このようなロータリ圧縮機では、ローラの端面とこの端面に対向して配置される端板部材との間、および、ローラの外周面とシリンダの内周面との間には、微小な隙間が形成されている。かかる隙間の大きさは、冷媒や潤滑油の漏れを防止する観点から、できるだけ小さいことが好ましい。上述のような隙間を設けていても、例えばローラの熱膨張量がシリンダの熱膨張量よりも大きくなった場合等には、上記の隙間が無くなって、ローラが対向する部材に接触することがある。このような場合には、摺動による焼付き、および摩擦ロスによる圧縮機の効率低下、の2つの問題が生じる。
上記2つの問題のうち焼付きの問題に対して、例えば特許文献1では、樹脂コーティングによって摺動性を向上させることが提案されている。これにより、隙間の大きさを拡大することなく、焼付きを防止することが可能となっている。
特開2006−275280号公報
しかしながら、特許文献1の圧縮機では、摩擦ロスによる圧縮機の効率低下の問題は解消されていない。また、樹脂コーティング層は、冷媒や潤滑油を吸収して膨潤するので、上記の隙間は無くなり易いことから、摩擦ロスによる圧縮機の効率低下の問題を解消する必要性が大きい。
そこで、本発明は、上記のような課題を解決するためになされたものであり、摺動による摩擦ロスを低減することのできる圧縮機を提供することを目的とする。
第1の発明に係る圧縮機は、圧縮室および前記圧縮室に連通したブレード収容部を有するシリンダと、前記シリンダの軸方向両端に配置される第1端板部材および第2端板部材と、前記圧縮室および前記ブレード収容部の内側に配置されるピストンとを備え、前記ピストンは、前記圧縮室に配置された環状のローラ基材と、前記ローラ基材の外周面から延在し且つ前記ブレード収容部に対して進退可能に配置されたブレード基材とを有し、前記ローラ基材および前記ブレード基材の少なくとも一方の軸方向端面には、凹部が形成されており前記凹部内には樹脂層が配置されている。

### 提示された記録:
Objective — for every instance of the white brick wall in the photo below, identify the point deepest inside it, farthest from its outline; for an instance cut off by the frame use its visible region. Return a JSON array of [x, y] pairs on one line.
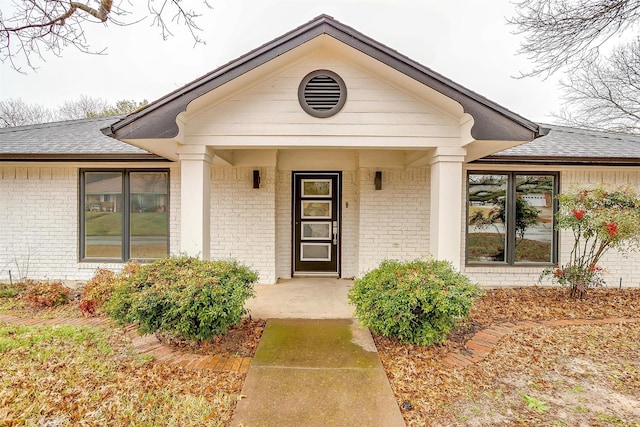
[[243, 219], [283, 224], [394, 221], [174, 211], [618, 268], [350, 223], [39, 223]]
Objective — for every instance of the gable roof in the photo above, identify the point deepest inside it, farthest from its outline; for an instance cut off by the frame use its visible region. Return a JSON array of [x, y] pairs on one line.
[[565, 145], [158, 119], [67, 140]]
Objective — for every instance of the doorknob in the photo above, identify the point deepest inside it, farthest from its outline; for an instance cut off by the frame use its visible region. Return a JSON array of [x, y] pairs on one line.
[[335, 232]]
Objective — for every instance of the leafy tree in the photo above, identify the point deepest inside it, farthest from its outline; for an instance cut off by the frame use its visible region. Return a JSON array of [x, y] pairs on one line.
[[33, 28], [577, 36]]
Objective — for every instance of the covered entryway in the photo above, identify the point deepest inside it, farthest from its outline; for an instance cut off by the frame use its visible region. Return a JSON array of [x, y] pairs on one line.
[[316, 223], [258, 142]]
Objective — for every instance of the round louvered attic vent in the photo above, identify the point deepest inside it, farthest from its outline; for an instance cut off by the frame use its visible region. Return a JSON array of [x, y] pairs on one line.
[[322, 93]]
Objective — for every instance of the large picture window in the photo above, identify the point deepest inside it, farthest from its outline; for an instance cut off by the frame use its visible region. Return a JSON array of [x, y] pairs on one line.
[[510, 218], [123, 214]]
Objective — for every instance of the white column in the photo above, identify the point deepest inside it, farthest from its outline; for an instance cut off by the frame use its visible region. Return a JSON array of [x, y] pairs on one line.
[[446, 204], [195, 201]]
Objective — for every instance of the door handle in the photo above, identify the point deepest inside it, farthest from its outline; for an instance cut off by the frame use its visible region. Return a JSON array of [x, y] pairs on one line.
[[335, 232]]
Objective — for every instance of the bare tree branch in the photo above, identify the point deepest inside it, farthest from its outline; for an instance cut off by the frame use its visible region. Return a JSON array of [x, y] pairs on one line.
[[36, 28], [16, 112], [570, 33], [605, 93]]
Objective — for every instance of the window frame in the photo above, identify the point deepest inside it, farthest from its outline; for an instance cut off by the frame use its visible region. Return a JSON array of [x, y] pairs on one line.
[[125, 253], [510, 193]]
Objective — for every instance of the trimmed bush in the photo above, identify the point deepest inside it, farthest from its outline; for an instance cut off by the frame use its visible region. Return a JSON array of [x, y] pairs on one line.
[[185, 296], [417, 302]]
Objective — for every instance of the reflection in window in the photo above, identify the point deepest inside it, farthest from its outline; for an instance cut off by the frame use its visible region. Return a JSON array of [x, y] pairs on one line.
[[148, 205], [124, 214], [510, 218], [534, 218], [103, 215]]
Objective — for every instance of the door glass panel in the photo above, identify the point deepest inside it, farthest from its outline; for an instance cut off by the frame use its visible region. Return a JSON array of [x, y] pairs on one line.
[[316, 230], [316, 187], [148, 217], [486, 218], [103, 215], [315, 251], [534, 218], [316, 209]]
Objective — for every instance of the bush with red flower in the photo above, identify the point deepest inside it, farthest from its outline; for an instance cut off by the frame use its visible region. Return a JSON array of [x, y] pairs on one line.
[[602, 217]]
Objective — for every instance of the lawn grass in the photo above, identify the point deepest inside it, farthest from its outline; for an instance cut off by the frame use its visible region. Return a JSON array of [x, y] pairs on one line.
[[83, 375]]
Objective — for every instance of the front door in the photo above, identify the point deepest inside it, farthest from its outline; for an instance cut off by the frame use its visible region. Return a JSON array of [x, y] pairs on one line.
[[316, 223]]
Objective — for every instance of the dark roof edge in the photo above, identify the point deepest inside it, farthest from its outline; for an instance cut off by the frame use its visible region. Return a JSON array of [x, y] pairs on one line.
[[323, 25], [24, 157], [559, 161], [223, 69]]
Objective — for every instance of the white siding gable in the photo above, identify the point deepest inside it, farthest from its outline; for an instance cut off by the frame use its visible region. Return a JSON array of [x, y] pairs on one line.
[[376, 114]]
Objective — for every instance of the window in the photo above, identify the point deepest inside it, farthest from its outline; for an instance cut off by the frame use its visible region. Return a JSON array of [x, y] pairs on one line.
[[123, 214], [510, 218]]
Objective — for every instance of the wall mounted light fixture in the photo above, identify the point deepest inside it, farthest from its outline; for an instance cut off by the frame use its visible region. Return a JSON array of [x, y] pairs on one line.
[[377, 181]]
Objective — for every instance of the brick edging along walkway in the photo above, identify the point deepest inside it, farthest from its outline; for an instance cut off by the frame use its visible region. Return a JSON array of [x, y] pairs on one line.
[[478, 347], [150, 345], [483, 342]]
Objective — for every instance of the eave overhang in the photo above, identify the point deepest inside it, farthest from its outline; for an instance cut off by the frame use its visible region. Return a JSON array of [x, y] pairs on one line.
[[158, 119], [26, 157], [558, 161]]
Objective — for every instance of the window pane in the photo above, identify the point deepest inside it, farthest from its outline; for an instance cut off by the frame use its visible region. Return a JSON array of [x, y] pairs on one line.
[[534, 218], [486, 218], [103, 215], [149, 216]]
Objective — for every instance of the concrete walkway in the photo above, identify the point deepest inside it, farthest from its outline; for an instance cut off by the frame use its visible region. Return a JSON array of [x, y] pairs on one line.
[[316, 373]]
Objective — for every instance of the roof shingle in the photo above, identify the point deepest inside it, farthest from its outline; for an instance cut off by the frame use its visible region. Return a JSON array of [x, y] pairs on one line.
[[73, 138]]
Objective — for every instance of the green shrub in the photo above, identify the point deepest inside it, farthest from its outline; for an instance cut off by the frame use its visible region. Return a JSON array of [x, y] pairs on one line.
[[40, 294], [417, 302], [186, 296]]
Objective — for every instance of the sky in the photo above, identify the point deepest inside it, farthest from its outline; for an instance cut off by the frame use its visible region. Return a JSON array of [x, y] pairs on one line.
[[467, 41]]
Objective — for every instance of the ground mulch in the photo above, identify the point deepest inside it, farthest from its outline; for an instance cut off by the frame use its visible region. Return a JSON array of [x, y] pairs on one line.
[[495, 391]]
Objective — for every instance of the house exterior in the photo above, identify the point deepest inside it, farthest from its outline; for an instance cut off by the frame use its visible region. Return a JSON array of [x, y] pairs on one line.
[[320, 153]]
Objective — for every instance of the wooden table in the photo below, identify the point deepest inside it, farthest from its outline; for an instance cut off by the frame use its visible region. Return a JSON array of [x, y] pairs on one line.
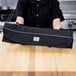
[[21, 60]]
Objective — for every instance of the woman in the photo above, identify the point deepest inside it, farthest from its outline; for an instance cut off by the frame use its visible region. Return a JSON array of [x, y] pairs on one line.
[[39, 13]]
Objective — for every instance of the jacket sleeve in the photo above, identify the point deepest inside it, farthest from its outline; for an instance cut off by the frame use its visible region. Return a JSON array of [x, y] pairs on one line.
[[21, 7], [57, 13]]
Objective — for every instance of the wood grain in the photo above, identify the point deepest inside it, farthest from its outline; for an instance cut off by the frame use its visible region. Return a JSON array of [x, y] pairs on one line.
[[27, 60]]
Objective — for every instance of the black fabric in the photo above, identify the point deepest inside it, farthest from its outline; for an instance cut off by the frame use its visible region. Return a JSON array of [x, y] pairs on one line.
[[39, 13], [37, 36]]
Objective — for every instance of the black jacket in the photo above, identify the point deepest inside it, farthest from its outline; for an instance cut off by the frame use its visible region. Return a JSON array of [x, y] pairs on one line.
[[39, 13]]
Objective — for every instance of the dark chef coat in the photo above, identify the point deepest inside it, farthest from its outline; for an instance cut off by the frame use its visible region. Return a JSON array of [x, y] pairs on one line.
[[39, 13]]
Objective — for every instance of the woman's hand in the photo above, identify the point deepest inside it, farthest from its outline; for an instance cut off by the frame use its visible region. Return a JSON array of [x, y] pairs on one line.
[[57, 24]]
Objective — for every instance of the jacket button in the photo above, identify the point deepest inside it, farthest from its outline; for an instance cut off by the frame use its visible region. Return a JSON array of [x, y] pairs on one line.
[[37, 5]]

--

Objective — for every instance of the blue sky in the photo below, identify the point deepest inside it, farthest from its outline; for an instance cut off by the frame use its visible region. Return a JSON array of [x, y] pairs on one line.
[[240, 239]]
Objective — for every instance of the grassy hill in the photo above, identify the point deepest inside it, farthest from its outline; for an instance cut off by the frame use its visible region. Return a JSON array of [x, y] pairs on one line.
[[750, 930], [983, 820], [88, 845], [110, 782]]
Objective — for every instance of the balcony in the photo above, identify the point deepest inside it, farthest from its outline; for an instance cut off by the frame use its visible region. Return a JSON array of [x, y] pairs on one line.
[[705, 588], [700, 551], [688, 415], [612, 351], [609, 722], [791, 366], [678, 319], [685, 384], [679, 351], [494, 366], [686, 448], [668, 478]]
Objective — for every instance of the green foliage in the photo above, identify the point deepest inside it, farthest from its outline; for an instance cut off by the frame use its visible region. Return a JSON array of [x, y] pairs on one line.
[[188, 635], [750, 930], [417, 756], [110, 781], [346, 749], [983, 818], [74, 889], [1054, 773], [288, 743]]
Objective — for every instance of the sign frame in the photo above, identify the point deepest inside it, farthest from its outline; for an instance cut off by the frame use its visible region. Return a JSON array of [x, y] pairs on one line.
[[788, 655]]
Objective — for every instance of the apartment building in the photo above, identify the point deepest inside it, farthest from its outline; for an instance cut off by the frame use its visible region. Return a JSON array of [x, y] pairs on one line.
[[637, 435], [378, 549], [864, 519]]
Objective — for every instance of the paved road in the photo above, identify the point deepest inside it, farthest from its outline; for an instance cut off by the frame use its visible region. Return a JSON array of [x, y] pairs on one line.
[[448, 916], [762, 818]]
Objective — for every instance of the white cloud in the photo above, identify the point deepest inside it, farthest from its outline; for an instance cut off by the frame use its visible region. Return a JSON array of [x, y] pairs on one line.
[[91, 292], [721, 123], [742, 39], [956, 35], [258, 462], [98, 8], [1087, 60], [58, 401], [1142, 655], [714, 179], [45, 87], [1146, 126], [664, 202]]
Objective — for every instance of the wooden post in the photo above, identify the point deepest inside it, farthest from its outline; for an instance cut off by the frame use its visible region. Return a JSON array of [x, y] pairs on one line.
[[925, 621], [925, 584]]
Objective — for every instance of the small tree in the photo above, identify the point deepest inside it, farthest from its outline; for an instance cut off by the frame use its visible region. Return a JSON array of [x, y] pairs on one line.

--

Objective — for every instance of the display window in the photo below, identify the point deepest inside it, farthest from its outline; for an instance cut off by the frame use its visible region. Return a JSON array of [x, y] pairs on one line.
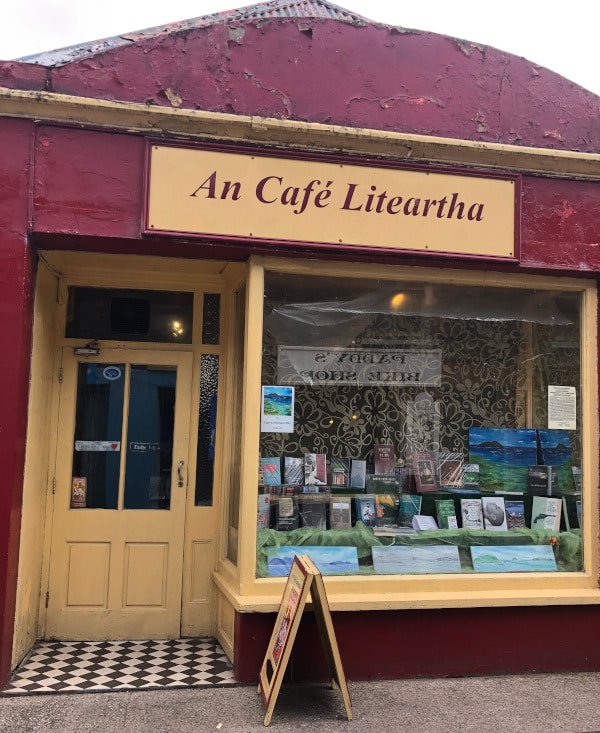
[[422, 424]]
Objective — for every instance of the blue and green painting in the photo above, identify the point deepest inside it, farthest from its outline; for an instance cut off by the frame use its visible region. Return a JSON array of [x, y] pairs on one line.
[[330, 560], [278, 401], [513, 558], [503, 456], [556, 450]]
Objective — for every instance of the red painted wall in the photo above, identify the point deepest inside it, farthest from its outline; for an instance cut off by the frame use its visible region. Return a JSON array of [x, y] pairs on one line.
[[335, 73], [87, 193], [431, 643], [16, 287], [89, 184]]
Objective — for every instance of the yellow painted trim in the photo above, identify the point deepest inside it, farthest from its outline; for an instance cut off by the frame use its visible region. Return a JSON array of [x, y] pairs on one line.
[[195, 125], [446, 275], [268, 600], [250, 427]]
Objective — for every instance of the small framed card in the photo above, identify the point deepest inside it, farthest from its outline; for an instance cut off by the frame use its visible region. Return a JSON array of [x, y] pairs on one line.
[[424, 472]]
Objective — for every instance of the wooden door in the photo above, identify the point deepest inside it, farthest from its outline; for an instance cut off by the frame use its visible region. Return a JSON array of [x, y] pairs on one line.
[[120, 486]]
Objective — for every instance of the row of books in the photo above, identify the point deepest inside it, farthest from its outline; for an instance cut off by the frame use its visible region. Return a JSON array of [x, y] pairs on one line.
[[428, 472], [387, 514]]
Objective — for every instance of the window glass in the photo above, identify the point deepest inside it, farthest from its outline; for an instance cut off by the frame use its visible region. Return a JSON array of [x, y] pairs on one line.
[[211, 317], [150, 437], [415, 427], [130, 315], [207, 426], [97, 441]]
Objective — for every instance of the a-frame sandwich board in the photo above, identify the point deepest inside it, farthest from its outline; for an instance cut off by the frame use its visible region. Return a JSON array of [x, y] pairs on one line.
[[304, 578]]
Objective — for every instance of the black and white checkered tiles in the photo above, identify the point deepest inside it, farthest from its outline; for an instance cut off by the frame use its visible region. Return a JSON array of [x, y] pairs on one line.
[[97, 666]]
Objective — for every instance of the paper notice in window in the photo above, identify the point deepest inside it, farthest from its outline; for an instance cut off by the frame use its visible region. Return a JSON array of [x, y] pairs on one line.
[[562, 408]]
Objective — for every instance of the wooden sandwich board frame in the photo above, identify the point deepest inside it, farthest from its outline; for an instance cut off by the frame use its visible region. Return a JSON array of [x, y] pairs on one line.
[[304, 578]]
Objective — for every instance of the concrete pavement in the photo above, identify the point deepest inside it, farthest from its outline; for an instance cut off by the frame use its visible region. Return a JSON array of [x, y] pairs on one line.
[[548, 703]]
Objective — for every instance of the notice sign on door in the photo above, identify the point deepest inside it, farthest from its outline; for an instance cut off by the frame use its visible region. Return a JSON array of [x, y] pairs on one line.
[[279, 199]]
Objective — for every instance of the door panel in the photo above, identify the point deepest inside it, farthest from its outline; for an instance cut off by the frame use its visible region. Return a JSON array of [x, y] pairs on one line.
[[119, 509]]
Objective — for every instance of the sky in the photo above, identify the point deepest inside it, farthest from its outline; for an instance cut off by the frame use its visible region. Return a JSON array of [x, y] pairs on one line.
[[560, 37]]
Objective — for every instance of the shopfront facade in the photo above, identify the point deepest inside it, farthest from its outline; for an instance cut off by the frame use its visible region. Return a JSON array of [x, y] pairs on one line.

### 設問:
a – 圧縮機の本文から、「そこで、本発明は、上記のよう」から「には樹脂層が配置されている。」までの部分をそのまま抜き出してください。
b – 圧縮機の本文に基づき、次の問いに答えよ。
(i) 特許文献1では、焼付きの問題に対して何によって摺動性を向上させることが提案されているか。
(ii) 樹脂コーティング層は、冷媒や潤滑油を吸収するとどうなるか。
(iii) 第1の発明に係る圧縮機で、凹部内に配置されているものは何か。

### 解答:
a –
そこで、本発明は、上記のような課題を解決するためになされたものであり、摺動による摩擦ロスを低減することのできる圧縮機を提供することを目的とする。
第1の発明に係る圧縮機は、圧縮室および前記圧縮室に連通したブレード収容部を有するシリンダと、前記シリンダの軸方向両端に配置される第1端板部材および第2端板部材と、前記圧縮室および前記ブレード収容部の内側に配置されるピストンとを備え、前記ピストンは、前記圧縮室に配置された環状のローラ基材と、前記ローラ基材の外周面から延在し且つ前記ブレード収容部に対して進退可能に配置されたブレード基材とを有し、前記ローラ基材および前記ブレード基材の少なくとも一方の軸方向端面には、凹部が形成されており前記凹部内には樹脂層が配置されている。

b –
(i) 樹脂コーティング
(ii) 膨潤する
(iii) 樹脂層